- **REQUEST**: Return the listing below word for word.

- **Dataset entries**:
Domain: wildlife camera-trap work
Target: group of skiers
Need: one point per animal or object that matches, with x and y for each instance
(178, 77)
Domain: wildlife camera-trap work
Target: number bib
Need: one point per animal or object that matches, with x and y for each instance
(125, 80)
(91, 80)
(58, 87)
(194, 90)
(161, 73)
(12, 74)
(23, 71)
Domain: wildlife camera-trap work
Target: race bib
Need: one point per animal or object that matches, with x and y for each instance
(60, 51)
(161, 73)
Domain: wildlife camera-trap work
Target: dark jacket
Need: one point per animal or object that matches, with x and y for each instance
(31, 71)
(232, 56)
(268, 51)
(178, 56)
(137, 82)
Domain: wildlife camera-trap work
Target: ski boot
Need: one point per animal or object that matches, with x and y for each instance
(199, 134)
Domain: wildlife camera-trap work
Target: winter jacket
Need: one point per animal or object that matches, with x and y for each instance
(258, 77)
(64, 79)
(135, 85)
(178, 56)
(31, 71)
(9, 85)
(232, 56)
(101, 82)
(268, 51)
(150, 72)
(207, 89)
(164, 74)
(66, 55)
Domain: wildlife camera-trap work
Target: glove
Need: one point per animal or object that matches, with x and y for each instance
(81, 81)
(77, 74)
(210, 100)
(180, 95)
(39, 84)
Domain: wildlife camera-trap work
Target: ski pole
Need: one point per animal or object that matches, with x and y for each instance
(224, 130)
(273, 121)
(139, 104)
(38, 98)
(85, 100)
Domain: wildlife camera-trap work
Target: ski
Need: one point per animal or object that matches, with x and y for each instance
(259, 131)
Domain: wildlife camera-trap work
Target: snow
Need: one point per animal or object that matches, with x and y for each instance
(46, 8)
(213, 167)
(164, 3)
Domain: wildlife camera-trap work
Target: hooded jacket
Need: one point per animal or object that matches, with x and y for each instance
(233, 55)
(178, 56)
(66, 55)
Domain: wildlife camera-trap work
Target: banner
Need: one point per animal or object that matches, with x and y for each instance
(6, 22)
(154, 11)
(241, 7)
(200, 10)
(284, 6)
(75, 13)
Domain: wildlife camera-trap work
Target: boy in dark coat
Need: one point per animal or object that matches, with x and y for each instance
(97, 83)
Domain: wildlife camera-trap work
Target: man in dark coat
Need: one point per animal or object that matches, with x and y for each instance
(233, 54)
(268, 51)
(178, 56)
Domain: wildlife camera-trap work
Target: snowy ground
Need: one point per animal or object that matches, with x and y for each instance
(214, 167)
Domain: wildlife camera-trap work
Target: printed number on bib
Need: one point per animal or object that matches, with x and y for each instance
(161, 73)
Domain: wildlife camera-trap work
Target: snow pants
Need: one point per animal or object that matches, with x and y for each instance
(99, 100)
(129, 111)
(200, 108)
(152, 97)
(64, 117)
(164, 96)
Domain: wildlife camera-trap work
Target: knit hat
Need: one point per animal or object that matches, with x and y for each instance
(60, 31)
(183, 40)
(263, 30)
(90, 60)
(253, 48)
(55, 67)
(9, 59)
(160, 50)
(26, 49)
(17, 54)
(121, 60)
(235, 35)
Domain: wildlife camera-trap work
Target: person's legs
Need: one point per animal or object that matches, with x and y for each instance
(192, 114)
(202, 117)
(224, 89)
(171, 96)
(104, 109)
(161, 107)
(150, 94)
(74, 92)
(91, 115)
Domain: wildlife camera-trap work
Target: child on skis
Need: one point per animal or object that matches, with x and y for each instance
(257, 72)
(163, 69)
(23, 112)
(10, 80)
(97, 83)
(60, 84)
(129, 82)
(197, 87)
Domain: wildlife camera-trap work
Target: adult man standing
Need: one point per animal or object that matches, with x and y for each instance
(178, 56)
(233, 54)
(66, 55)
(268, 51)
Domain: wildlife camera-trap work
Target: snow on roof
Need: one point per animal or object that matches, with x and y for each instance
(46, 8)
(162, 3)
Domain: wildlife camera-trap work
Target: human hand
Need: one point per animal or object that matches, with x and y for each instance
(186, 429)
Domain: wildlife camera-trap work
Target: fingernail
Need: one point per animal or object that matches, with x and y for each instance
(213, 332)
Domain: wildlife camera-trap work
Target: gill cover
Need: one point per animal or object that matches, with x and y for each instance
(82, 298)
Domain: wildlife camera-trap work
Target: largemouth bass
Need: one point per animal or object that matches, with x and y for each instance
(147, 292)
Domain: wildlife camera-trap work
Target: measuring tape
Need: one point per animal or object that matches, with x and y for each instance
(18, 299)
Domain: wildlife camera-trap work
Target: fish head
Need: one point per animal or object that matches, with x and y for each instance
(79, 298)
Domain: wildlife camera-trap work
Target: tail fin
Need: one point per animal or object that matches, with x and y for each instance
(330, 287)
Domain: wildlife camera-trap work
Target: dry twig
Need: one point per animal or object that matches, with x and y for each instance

- **RESPONSE TO THIS TASK**:
Domain: wildlife camera-trap work
Target: group of skiers
Need: one point per animal or object that matches, with x and y for each instance
(178, 77)
Domain: wildlife camera-trap work
Target: number bib
Need: one point per animal or object that matches, with x and y for each instance
(125, 80)
(91, 80)
(58, 87)
(194, 90)
(161, 73)
(12, 74)
(23, 71)
Domain: wildlife camera-trap work
Target: race bib
Need: one point per animal or object that matches, with x and y for each instance
(60, 51)
(161, 73)
Domain: wildlife camera-trap work
Target: dark jacket
Need: one point per animal or object that matches, with x and y for each instance
(31, 71)
(232, 56)
(268, 51)
(178, 56)
(137, 82)
Domain: wildlife camera-trap work
Target: ski boot
Need: one point per animal or object that matches, with x and y for each instance
(199, 134)
Domain: wildlife camera-trap work
Target: winter jacket
Need: one point per animal or object that matches, with x and y for each instance
(258, 77)
(64, 79)
(135, 85)
(178, 56)
(31, 71)
(9, 85)
(232, 56)
(101, 82)
(268, 51)
(150, 72)
(207, 89)
(164, 74)
(66, 55)
Domain: wildlife camera-trap work
Target: glove
Need: one point per animal or object that matches, with x and y for each instance
(81, 81)
(77, 74)
(210, 100)
(180, 95)
(39, 84)
Domain: wildlife camera-trap work
Target: ski pole
Need: one point per animal or object that matches, with x and y for each instance
(224, 130)
(273, 121)
(139, 104)
(38, 98)
(85, 100)
Domain: wildlife camera-trap work
Target: ski
Need: one point per animal or object that matches, with x and y for each instance
(259, 131)
Domain: wildlife camera-trap work
Target: snow
Need: one point per animal or object that matches, with x and y for each instance
(46, 8)
(213, 167)
(164, 3)
Domain: wildlife camera-trap work
Target: hooded jacket
Need: one point per animal or object that matches, with x and y for each instance
(233, 55)
(178, 56)
(66, 55)
Domain: wildlife camera-trap work
Target: banner
Need: one point per animal or object that matches, with x and y for each instance
(6, 22)
(154, 11)
(241, 7)
(200, 10)
(284, 6)
(75, 13)
Domain: wildlife camera-trap work
Target: boy in dark coat
Need: one point per animal or object that matches, with x and y for each instance
(97, 83)
Domain: wildlife camera-trap work
Target: man in dark coat
Need: one point per animal or object that matches, with x and y for each instance
(233, 54)
(268, 51)
(178, 56)
Domain: wildlife camera-trap work
Target: snowy ground
Need: one point per animal or object that matches, with x and y for each instance
(214, 167)
Domain: wildlife camera-trap work
Target: printed number on bib
Need: one point per animal or object that matches, with x and y for each instance
(161, 73)
Domain: wildlife camera-trap work
Target: snow pants
Need: one point per animal or object that matches, with x and y for each instance
(99, 100)
(129, 111)
(200, 108)
(152, 97)
(64, 117)
(164, 96)
Domain: wildlife camera-trap work
Target: knit hat
Need: one point per animal or object that matches, with x and y for each instance
(60, 31)
(183, 40)
(263, 30)
(90, 60)
(253, 48)
(55, 67)
(9, 59)
(160, 50)
(26, 49)
(17, 54)
(121, 60)
(235, 35)
Domain: wildlife camera-trap work
Target: person's legs
Need: one point per animal or object that matches, with x and y for each instance
(192, 114)
(202, 117)
(224, 89)
(171, 96)
(104, 109)
(161, 107)
(150, 94)
(74, 92)
(91, 115)
Domain: wildlife camera-trap work
Target: child on skis
Need: one point per animal or object that matches, with x and y for each instance
(257, 72)
(163, 69)
(23, 112)
(10, 80)
(97, 83)
(60, 84)
(129, 82)
(197, 87)
Domain: wildlife camera-trap work
Target: adult man standing
Need: one point per animal or object that matches, with x and y for each instance
(178, 56)
(233, 54)
(66, 55)
(268, 51)
Domain: wildlife camera-trap work
Target: snow on roof
Need: one point per animal or object that matches, with x and y for each instance
(46, 8)
(162, 3)
Domain: wildlife camera-trap work
Target: human hand
Need: one point per animal or object that matches, with x and y for each instance
(186, 429)
Domain: wildlife camera-trap work
Target: fingernail
Need: one point per animal or object that matches, with x and y for each instance
(213, 332)
Domain: wildlife camera-trap work
Target: gill cover
Need: one point per animal or object that matches, with x and y for each instance
(82, 298)
Domain: wildlife camera-trap work
Target: largemouth bass
Need: one point per animal or object that matches, with x and y for each instance
(147, 292)
Domain: wildlife camera-trap work
Target: measuring tape
Need: one point per animal or object that matches, with x and y for each instance
(18, 299)
Domain: wildlife camera-trap work
Target: fish head
Need: one point per animal or object that matches, with x and y for each instance
(79, 298)
Domain: wildlife camera-trap work
Target: tail fin
Need: one point per animal or object that matches, with x and y for each instance
(330, 287)
Domain: wildlife camera-trap work
Target: dry twig
Need: one point per animal or object that matches, with x and y for each instance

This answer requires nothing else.